Supplied records:

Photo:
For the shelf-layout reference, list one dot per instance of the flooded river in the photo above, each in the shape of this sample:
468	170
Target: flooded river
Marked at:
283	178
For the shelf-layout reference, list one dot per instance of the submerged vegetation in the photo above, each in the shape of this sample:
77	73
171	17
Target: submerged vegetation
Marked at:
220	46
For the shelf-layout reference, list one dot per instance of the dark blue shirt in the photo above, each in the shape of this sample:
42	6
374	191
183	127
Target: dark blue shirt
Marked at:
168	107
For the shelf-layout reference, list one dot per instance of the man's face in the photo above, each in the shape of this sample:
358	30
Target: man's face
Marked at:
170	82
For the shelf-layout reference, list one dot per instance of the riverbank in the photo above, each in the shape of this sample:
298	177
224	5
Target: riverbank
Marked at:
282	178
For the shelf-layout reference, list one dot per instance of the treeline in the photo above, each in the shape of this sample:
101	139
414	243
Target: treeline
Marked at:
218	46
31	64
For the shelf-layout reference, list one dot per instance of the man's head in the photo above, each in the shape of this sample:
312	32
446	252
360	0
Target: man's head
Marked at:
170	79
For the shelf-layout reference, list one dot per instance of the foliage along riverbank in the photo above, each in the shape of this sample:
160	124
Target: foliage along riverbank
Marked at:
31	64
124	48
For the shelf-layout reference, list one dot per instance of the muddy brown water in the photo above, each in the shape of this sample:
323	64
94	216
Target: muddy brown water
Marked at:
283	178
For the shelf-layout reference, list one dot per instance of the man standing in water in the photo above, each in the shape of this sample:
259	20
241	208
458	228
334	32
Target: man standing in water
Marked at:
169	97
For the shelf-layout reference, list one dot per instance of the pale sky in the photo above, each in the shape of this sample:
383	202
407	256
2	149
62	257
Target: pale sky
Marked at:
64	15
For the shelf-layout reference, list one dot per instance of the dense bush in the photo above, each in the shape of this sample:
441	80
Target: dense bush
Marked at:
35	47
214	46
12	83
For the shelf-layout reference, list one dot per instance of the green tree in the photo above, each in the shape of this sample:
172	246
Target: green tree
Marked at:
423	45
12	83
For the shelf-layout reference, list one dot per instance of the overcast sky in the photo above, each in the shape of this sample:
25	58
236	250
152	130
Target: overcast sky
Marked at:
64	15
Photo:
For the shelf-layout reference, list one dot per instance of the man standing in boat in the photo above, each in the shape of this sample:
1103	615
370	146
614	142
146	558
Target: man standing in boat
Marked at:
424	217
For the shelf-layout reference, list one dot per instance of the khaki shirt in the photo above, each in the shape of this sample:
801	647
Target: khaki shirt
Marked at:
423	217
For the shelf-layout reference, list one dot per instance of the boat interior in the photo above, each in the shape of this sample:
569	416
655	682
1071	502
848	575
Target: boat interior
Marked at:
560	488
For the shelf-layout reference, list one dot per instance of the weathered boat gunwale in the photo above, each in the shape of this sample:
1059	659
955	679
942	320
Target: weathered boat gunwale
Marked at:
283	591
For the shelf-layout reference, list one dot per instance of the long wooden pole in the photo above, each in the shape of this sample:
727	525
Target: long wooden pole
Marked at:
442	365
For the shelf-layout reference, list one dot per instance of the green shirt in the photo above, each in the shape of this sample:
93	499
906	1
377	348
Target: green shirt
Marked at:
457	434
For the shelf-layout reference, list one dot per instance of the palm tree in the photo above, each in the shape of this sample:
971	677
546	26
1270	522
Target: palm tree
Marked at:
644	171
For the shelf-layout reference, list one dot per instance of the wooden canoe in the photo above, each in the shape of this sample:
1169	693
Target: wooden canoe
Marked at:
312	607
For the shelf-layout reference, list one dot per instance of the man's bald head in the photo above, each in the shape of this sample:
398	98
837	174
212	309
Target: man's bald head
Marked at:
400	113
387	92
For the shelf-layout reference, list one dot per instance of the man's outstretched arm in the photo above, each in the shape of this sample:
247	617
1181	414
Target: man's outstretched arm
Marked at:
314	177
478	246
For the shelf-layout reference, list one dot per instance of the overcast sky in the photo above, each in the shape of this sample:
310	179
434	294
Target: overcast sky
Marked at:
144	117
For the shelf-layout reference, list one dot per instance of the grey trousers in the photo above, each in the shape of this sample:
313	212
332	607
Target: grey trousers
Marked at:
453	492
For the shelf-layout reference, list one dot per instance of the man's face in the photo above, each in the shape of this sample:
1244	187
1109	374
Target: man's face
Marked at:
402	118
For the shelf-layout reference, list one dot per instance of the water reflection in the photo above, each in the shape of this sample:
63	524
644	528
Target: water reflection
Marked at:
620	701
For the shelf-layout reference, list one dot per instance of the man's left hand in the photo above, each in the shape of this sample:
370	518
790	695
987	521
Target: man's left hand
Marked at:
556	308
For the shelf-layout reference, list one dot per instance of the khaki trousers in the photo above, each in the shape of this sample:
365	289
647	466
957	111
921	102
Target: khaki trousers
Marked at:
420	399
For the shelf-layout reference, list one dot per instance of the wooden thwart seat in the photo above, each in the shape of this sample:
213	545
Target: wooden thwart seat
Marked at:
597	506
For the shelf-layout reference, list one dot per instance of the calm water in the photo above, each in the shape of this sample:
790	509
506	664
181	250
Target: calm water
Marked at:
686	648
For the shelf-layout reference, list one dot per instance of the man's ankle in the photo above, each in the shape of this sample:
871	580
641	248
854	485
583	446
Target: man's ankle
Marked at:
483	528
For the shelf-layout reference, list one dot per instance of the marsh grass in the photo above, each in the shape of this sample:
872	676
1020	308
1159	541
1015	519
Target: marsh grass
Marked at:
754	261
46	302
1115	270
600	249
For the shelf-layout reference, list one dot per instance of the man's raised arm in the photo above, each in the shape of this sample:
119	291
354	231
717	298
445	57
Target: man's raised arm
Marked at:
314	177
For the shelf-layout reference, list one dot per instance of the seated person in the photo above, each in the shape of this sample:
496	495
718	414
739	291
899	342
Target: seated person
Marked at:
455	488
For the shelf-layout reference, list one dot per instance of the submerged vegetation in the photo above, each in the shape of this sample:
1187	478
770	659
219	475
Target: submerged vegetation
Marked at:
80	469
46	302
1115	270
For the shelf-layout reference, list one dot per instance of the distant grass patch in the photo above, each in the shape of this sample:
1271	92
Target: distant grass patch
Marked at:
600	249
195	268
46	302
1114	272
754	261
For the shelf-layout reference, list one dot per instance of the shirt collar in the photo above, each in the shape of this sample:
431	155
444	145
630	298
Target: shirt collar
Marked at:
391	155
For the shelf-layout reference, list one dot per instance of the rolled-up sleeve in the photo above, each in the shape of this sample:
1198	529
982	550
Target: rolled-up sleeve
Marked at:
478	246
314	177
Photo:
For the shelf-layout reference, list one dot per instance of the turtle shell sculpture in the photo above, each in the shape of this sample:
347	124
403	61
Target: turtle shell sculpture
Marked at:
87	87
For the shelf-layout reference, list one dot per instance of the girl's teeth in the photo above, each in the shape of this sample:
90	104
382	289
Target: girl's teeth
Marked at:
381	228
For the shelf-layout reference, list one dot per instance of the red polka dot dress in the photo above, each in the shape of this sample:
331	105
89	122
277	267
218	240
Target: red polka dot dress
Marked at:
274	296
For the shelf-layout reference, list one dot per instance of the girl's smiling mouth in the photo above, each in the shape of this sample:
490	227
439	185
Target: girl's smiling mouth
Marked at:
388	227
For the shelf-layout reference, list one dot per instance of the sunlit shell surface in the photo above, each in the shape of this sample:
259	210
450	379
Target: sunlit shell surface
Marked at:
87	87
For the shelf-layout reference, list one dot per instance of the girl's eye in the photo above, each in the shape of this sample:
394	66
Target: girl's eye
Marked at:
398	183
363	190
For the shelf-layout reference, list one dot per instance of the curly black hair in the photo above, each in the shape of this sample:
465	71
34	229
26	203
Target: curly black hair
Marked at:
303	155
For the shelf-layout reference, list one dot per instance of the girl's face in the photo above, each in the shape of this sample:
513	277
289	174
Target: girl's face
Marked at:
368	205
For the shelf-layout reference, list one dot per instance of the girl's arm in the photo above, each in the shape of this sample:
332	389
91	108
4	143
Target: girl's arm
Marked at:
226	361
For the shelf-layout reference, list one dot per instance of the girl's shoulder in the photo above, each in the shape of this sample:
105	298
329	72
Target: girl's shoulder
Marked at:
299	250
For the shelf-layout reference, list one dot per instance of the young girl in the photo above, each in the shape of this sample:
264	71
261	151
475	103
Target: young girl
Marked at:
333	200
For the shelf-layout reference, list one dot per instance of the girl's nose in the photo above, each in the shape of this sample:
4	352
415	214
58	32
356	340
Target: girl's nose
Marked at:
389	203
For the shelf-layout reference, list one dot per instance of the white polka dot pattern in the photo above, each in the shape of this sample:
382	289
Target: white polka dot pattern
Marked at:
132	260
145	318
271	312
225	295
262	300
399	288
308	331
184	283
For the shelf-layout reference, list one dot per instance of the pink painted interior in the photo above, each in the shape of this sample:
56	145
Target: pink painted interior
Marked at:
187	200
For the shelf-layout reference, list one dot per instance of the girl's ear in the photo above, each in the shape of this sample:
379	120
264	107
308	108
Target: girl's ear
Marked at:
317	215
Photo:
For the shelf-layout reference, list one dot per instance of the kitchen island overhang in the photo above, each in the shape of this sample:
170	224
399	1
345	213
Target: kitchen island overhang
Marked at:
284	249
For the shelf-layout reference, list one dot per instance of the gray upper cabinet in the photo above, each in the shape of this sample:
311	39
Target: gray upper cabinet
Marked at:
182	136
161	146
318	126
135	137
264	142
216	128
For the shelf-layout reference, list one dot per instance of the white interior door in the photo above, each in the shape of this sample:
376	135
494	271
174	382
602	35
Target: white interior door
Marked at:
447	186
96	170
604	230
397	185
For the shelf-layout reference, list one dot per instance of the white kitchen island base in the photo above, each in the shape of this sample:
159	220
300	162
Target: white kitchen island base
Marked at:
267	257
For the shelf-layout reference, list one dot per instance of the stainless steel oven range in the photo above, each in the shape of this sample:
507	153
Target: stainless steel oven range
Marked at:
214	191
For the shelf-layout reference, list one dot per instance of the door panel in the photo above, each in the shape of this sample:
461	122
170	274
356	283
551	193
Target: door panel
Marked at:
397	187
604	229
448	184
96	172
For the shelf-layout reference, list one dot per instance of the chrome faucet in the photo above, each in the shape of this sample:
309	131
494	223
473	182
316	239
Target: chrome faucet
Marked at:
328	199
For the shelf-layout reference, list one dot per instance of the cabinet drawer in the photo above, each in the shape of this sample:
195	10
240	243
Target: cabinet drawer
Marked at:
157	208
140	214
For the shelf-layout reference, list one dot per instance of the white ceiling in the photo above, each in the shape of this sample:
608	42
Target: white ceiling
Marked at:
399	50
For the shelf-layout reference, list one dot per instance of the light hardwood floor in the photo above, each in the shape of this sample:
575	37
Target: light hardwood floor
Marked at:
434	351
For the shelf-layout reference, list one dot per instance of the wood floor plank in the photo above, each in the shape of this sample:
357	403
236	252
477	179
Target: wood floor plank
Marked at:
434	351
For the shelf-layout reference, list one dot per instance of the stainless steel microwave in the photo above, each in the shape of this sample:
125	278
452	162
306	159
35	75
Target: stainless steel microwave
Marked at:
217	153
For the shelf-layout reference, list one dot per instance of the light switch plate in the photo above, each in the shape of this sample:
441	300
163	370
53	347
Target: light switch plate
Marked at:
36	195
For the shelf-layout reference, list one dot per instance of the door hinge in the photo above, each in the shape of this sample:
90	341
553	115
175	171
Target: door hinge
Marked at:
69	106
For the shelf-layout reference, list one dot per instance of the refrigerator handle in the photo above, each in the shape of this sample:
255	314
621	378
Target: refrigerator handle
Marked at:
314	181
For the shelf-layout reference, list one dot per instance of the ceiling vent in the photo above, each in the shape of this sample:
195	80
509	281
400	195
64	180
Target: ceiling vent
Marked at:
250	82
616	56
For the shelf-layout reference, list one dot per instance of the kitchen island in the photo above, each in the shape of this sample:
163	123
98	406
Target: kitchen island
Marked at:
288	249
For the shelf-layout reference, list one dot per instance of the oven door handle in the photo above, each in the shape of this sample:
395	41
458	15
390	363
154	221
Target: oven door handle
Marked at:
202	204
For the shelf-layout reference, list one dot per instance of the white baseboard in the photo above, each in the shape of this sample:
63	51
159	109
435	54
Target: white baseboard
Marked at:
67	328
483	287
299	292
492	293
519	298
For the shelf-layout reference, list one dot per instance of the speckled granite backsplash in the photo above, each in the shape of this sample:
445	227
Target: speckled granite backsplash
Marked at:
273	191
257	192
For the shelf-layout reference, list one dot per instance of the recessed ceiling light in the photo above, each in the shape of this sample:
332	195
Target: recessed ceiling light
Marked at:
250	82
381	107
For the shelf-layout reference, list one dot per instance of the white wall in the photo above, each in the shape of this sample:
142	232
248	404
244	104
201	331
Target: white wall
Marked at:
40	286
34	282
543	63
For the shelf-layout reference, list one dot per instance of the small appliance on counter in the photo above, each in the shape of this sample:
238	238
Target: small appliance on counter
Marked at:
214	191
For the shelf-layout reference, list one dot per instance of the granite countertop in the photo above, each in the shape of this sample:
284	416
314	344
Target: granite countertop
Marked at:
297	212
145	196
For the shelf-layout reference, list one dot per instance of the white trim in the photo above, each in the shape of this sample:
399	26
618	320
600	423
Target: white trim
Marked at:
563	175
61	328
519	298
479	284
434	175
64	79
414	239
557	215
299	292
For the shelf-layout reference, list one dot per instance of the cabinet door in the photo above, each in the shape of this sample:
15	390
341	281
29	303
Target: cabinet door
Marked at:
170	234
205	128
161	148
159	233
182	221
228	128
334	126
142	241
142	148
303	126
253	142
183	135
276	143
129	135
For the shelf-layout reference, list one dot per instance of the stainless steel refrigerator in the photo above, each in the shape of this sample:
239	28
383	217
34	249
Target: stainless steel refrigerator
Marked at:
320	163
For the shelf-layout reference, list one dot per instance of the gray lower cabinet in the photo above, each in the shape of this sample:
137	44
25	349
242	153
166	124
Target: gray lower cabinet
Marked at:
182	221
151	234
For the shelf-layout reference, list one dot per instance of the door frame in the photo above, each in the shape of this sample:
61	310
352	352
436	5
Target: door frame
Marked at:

Your goal: Among the lines above, find those that contain the word "trousers" and copy them.

Written reply:
For the shelf-layout reference, list one dot per instance of the grey trousers in the photo above, each in the shape of this sample:
Target: grey trousers
For the shelf-layout reference, list one dot per instance of the khaki trousers in the photo above, each in the shape of this sample:
Target: khaki trousers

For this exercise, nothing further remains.